Convert the rows below into a JSON list of strings, one string per line and no blank lines. Leave the pictures out of your answer.

** BEGIN **

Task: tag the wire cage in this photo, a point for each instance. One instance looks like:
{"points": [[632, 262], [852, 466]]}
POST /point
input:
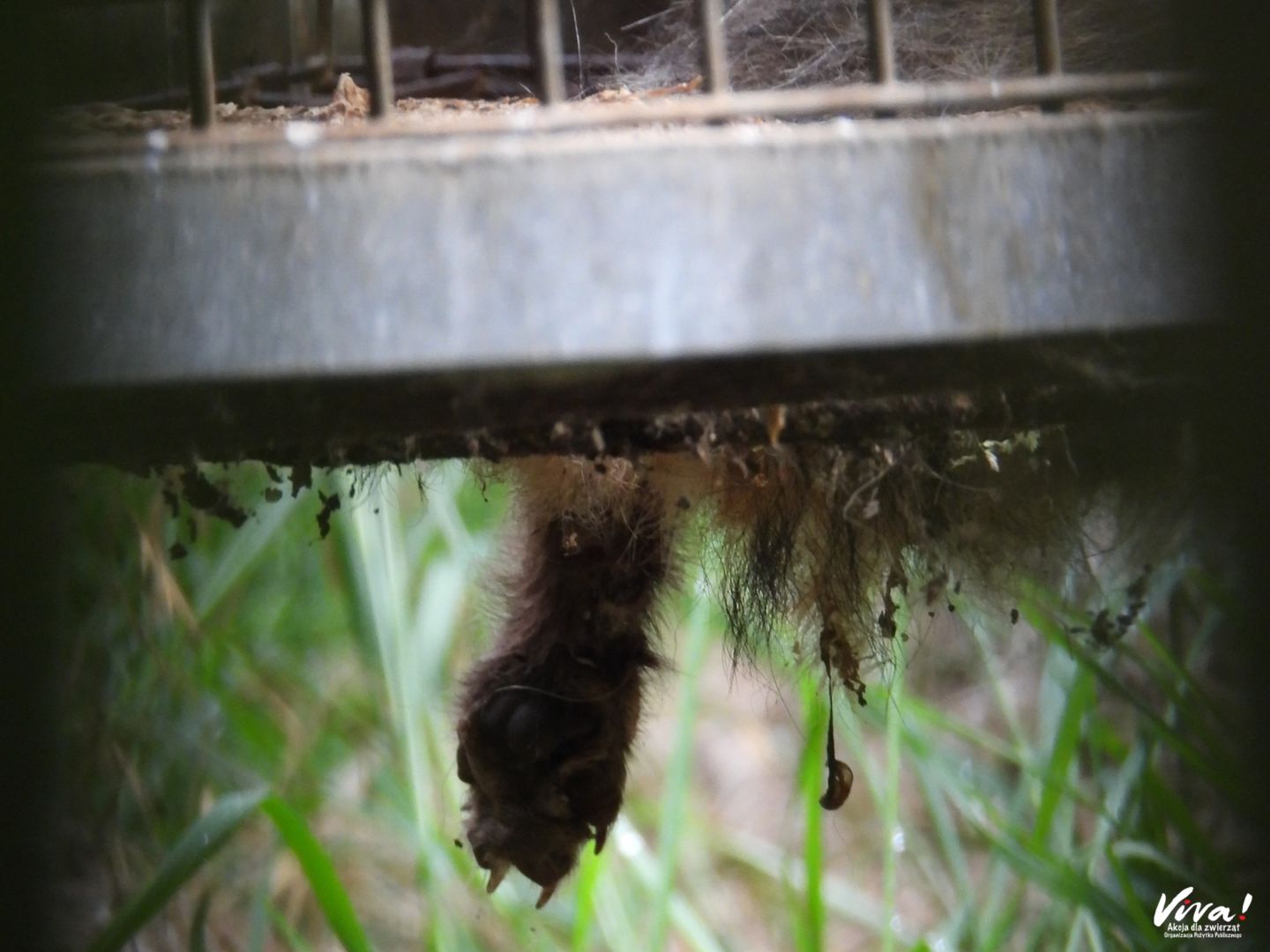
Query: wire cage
{"points": [[589, 276], [866, 238]]}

** END **

Correct output:
[
  "Task: tag the wire cage in this photo, a point for each instance. One instance looks like:",
  "{\"points\": [[632, 262], [852, 466]]}",
  "POST /point",
  "input:",
  "Query: wire cage",
  "{\"points\": [[589, 276], [866, 238]]}"
]